### EXERCISE AIM
Your job is to give again, exactly and with no additions, the lines in the records below from the one with "column 232, row 188" through the one with "column 7, row 92", both included. Omit the pictures.

Records excerpted from a collection:
□ □ □ □ □
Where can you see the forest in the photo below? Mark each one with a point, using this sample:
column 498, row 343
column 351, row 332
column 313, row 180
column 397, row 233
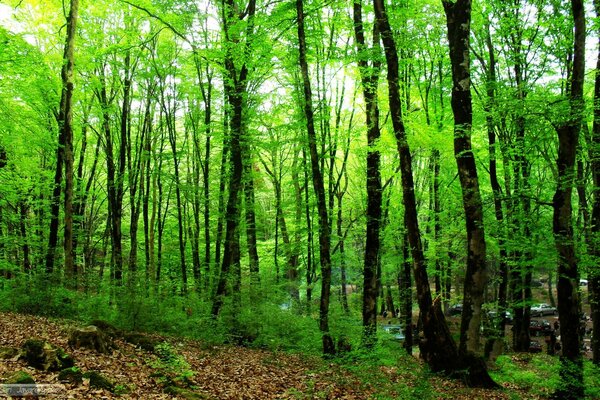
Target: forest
column 413, row 183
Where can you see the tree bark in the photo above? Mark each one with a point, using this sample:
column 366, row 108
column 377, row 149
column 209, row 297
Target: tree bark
column 438, row 347
column 458, row 22
column 594, row 276
column 369, row 80
column 567, row 285
column 319, row 188
column 236, row 88
column 66, row 126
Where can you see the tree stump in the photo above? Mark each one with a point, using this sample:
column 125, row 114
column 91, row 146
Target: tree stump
column 92, row 338
column 45, row 356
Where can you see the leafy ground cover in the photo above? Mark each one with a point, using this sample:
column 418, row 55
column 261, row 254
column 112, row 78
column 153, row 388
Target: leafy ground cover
column 191, row 369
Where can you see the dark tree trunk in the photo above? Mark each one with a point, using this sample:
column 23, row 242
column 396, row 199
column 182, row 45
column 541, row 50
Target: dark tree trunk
column 310, row 263
column 206, row 180
column 236, row 90
column 222, row 184
column 405, row 286
column 458, row 21
column 438, row 347
column 249, row 201
column 567, row 285
column 319, row 188
column 180, row 205
column 23, row 210
column 370, row 79
column 65, row 121
column 490, row 108
column 113, row 184
column 594, row 276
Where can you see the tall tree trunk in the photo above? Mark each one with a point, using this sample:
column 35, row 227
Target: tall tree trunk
column 180, row 205
column 236, row 90
column 594, row 276
column 319, row 188
column 250, row 217
column 370, row 79
column 207, row 95
column 459, row 21
column 23, row 210
column 490, row 108
column 438, row 349
column 405, row 287
column 113, row 184
column 310, row 262
column 65, row 119
column 567, row 285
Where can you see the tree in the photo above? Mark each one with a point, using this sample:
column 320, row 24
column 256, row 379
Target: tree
column 318, row 186
column 594, row 279
column 370, row 79
column 65, row 122
column 236, row 81
column 568, row 298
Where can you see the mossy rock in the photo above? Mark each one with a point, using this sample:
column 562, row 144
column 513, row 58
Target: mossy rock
column 19, row 378
column 98, row 381
column 107, row 328
column 8, row 352
column 45, row 356
column 140, row 340
column 91, row 337
column 71, row 375
column 186, row 393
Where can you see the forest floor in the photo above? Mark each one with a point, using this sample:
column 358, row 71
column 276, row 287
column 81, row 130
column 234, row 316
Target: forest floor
column 228, row 372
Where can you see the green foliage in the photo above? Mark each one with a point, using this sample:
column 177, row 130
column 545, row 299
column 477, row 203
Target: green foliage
column 37, row 295
column 267, row 325
column 172, row 369
column 591, row 373
column 538, row 373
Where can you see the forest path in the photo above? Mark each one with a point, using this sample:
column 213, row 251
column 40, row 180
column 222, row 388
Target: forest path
column 212, row 372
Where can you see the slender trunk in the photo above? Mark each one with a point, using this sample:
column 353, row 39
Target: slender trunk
column 438, row 349
column 567, row 285
column 181, row 230
column 405, row 286
column 23, row 211
column 594, row 276
column 310, row 263
column 458, row 22
column 490, row 109
column 206, row 182
column 250, row 218
column 370, row 80
column 65, row 120
column 319, row 188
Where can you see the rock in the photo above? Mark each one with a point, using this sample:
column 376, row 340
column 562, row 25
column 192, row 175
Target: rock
column 186, row 393
column 344, row 345
column 71, row 375
column 139, row 340
column 45, row 356
column 107, row 328
column 91, row 337
column 8, row 352
column 18, row 378
column 98, row 381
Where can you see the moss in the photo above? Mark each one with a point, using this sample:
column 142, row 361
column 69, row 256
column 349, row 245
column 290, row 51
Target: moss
column 107, row 328
column 98, row 381
column 19, row 378
column 186, row 393
column 44, row 356
column 8, row 352
column 71, row 375
column 142, row 341
column 91, row 337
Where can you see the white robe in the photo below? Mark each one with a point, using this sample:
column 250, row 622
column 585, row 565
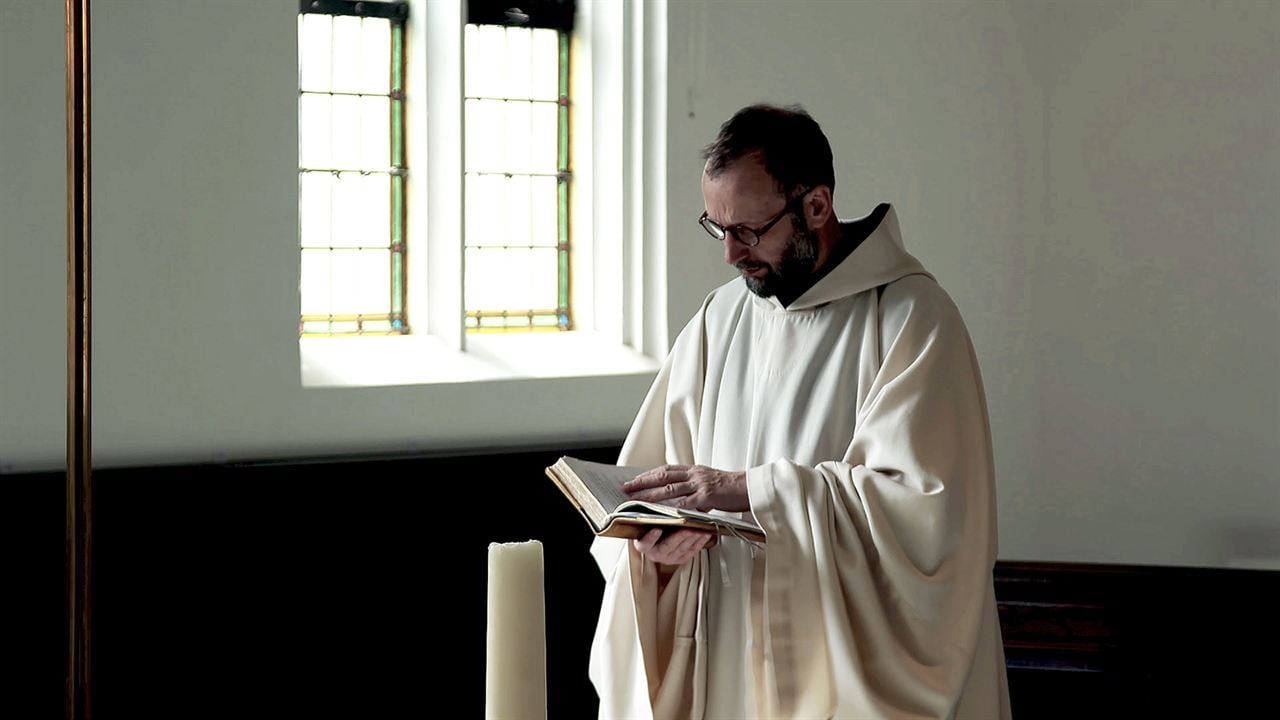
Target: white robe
column 858, row 413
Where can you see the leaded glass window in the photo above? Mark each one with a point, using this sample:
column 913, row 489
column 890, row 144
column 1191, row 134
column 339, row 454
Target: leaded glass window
column 517, row 174
column 351, row 167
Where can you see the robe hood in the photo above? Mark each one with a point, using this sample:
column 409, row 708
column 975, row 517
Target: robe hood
column 881, row 259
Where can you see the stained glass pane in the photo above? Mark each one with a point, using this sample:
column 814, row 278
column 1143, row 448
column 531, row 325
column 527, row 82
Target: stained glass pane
column 543, row 144
column 516, row 205
column 375, row 55
column 497, row 279
column 352, row 210
column 543, row 219
column 517, row 63
column 314, row 126
column 544, row 64
column 314, row 53
column 485, row 142
column 361, row 210
column 517, row 137
column 516, row 210
column 542, row 277
column 347, row 51
column 361, row 281
column 315, row 282
column 314, row 209
column 347, row 131
column 375, row 133
column 487, row 62
column 484, row 196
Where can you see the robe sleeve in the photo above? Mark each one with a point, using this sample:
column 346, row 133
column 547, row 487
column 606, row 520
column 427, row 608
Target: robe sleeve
column 645, row 657
column 878, row 563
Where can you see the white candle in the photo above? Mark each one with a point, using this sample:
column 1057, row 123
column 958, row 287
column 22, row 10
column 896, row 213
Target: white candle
column 516, row 647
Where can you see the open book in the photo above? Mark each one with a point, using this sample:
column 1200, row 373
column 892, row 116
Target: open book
column 597, row 491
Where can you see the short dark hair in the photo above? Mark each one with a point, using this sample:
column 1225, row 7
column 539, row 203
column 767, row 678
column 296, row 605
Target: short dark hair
column 791, row 146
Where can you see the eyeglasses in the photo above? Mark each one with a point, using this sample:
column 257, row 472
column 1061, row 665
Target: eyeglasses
column 749, row 237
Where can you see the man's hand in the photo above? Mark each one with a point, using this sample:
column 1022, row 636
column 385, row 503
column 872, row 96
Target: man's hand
column 675, row 547
column 694, row 487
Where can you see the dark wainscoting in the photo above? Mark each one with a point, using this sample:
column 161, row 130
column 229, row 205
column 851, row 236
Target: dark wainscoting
column 356, row 587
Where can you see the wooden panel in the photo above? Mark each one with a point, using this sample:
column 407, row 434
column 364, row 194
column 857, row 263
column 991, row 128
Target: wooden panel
column 336, row 586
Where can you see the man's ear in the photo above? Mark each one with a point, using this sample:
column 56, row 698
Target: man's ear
column 817, row 206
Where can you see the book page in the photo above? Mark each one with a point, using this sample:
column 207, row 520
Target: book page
column 604, row 481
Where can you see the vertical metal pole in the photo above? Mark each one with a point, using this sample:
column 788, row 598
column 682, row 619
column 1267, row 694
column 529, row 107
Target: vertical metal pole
column 80, row 488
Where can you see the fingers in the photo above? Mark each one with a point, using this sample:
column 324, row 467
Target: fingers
column 645, row 543
column 656, row 478
column 675, row 547
column 666, row 492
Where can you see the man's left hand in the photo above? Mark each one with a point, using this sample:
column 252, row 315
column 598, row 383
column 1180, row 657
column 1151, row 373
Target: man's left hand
column 695, row 487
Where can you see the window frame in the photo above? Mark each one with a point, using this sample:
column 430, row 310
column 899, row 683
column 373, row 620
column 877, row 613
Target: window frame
column 620, row 265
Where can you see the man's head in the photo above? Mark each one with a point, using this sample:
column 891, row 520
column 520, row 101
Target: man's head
column 768, row 186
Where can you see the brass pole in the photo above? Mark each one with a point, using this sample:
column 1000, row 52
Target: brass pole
column 80, row 487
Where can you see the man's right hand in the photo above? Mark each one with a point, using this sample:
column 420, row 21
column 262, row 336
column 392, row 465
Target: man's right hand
column 675, row 547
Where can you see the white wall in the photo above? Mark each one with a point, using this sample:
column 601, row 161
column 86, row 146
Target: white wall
column 1096, row 186
column 195, row 259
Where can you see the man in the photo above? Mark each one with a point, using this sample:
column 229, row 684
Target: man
column 835, row 396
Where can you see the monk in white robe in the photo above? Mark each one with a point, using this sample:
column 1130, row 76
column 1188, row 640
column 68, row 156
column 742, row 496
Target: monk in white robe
column 837, row 399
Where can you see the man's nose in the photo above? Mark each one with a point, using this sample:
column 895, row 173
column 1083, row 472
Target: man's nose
column 734, row 250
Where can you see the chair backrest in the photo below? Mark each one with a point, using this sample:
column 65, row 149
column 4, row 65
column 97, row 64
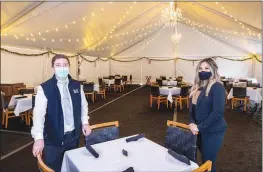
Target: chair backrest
column 23, row 91
column 125, row 78
column 160, row 82
column 240, row 92
column 2, row 100
column 100, row 81
column 155, row 91
column 33, row 101
column 103, row 132
column 42, row 165
column 117, row 82
column 88, row 87
column 181, row 140
column 256, row 85
column 229, row 87
column 206, row 167
column 179, row 79
column 184, row 90
column 249, row 83
column 163, row 77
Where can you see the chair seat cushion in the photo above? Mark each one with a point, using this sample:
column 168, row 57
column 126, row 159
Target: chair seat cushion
column 181, row 141
column 102, row 135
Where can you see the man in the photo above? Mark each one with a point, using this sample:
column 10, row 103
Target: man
column 60, row 113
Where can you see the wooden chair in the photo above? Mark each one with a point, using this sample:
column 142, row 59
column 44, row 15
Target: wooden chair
column 30, row 112
column 182, row 97
column 180, row 139
column 103, row 132
column 124, row 79
column 240, row 94
column 155, row 96
column 8, row 112
column 206, row 167
column 160, row 82
column 117, row 85
column 88, row 89
column 102, row 91
column 43, row 167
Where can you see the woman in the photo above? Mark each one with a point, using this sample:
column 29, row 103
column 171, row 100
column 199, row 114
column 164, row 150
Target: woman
column 207, row 104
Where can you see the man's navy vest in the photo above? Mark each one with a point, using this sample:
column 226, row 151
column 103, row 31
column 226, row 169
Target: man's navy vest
column 54, row 120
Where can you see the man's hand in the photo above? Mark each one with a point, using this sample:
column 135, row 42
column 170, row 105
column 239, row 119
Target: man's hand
column 38, row 147
column 193, row 128
column 86, row 129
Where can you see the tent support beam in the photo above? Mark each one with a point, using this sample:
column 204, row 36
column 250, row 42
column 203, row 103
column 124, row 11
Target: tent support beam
column 124, row 25
column 20, row 15
column 225, row 16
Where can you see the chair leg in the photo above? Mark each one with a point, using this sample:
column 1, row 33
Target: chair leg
column 158, row 102
column 6, row 120
column 181, row 104
column 3, row 118
column 245, row 105
column 151, row 103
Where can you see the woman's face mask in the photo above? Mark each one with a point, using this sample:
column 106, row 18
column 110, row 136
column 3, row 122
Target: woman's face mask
column 61, row 72
column 204, row 71
column 204, row 75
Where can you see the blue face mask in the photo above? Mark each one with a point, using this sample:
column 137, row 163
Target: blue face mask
column 204, row 75
column 62, row 72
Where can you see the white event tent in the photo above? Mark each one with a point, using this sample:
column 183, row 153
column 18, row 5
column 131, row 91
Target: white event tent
column 128, row 38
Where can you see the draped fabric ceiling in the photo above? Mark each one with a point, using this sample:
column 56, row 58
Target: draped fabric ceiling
column 108, row 28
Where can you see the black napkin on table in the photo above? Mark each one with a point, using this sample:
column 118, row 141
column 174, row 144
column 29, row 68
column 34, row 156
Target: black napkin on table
column 92, row 151
column 135, row 138
column 179, row 157
column 130, row 169
column 20, row 97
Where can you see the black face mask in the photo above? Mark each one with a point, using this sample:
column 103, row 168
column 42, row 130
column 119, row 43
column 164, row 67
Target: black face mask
column 204, row 75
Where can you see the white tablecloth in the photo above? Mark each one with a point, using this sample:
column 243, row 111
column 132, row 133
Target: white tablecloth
column 255, row 95
column 170, row 92
column 110, row 81
column 174, row 83
column 22, row 105
column 143, row 155
column 96, row 87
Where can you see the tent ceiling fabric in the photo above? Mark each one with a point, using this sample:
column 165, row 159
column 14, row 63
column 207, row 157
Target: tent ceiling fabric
column 129, row 23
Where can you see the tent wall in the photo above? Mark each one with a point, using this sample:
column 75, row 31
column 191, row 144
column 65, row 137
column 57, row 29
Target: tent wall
column 258, row 71
column 34, row 70
column 30, row 70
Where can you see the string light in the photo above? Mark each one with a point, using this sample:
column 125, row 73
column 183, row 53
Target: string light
column 126, row 42
column 109, row 33
column 231, row 16
column 147, row 43
column 232, row 33
column 65, row 25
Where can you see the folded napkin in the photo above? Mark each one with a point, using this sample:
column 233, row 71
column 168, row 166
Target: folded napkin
column 135, row 138
column 130, row 169
column 92, row 151
column 20, row 97
column 179, row 157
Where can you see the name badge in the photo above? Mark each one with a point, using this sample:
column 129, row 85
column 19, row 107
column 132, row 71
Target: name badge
column 76, row 91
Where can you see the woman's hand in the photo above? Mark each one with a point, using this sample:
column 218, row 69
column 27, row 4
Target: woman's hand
column 193, row 128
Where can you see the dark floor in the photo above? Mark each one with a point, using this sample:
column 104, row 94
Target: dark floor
column 241, row 150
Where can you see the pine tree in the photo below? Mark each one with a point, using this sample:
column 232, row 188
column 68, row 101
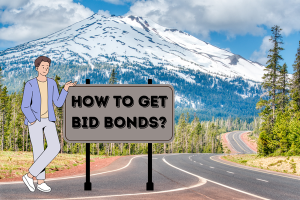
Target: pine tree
column 270, row 78
column 268, row 141
column 283, row 82
column 295, row 83
column 113, row 80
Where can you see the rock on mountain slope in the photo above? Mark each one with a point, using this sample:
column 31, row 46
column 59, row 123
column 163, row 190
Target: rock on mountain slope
column 204, row 76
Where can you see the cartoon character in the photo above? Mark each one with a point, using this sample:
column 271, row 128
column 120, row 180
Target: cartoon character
column 37, row 105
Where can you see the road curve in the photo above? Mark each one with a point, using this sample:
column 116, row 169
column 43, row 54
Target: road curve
column 175, row 176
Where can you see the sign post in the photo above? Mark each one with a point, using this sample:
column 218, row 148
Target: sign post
column 150, row 185
column 119, row 113
column 87, row 184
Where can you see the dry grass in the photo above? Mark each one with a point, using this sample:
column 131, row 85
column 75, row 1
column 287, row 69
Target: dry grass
column 14, row 164
column 283, row 164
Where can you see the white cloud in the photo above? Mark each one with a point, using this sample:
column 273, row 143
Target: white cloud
column 10, row 4
column 33, row 19
column 227, row 49
column 232, row 17
column 105, row 13
column 261, row 55
column 119, row 2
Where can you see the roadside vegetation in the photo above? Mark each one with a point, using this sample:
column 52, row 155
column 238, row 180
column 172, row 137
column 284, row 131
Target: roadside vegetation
column 284, row 164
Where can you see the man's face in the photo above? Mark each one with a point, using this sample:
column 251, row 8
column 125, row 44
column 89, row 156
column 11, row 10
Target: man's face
column 43, row 69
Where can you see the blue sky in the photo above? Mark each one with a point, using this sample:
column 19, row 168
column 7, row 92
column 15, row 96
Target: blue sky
column 243, row 27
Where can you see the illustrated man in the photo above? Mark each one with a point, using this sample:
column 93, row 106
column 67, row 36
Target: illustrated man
column 37, row 105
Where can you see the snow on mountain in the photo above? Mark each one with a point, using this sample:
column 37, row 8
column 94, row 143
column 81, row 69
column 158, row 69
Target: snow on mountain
column 132, row 39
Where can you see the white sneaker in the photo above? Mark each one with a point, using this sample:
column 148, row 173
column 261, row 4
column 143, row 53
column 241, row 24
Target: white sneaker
column 29, row 182
column 43, row 187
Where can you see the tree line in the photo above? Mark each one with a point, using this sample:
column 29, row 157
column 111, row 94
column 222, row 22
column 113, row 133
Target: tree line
column 280, row 106
column 191, row 136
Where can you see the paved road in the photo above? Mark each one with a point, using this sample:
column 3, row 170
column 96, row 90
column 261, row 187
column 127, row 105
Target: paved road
column 175, row 176
column 234, row 138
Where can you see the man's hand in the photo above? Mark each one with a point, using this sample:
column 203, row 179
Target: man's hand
column 68, row 84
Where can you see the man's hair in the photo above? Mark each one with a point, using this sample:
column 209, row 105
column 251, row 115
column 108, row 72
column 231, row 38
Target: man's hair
column 38, row 61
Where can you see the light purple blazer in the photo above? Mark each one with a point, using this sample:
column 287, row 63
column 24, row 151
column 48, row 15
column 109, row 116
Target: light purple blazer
column 31, row 103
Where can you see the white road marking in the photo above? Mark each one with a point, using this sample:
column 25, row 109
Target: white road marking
column 79, row 176
column 216, row 182
column 202, row 181
column 261, row 180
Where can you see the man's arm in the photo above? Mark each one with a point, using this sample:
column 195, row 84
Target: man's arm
column 59, row 99
column 25, row 107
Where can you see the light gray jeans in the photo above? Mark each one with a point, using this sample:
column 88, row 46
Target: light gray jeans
column 42, row 157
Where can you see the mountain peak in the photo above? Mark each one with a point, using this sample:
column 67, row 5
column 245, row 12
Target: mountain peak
column 131, row 39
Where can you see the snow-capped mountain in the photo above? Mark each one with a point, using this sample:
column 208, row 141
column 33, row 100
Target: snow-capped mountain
column 204, row 76
column 141, row 40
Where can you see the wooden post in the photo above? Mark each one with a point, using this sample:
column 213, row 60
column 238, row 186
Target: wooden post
column 150, row 185
column 87, row 184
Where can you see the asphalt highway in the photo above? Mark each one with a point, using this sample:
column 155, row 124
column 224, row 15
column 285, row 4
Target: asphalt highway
□ □ □ □ □
### THE ANSWER
column 232, row 188
column 68, row 101
Target: pine tree
column 270, row 78
column 268, row 141
column 283, row 82
column 295, row 83
column 113, row 80
Where can you see the rock on mountain slope in the photo above? Mark each one with a point, using this sample:
column 31, row 46
column 59, row 123
column 163, row 190
Target: rock on mountain slope
column 204, row 76
Where can you see the cartoon character in the photo above? Mark each one with a point, using this sample:
column 271, row 128
column 120, row 180
Target: cartoon character
column 37, row 105
Where can you see the road curve in the photo above? Mark each one with a point, using this sample:
column 116, row 169
column 43, row 54
Target: road curve
column 175, row 176
Where can you see the sign post in the photo above? Mark each one with a point, using this sample:
column 218, row 148
Target: sign post
column 150, row 185
column 119, row 113
column 87, row 184
Where can you see the dry grass in the photo above? Mark each one with a point, using this sample:
column 131, row 85
column 75, row 1
column 287, row 69
Target: dry grass
column 14, row 164
column 283, row 164
Where can you see the white cloud in the photo above? Mark each one with a point, using this sample:
column 273, row 143
Target: white cloud
column 10, row 4
column 33, row 19
column 227, row 49
column 232, row 17
column 105, row 13
column 261, row 55
column 119, row 2
Where can you see the roadside vegetation in the photo above? Mark each one with a point, using this sample:
column 52, row 155
column 238, row 180
column 172, row 137
column 284, row 131
Target: roadside vegetation
column 284, row 164
Where can you see the man's face in the photo above? Mark each one with a point, using this sample:
column 251, row 8
column 125, row 44
column 89, row 156
column 11, row 10
Target: man's face
column 43, row 69
Where can you see the blue sky in the photo above? Mark each one with a point, using this sample:
column 19, row 168
column 7, row 92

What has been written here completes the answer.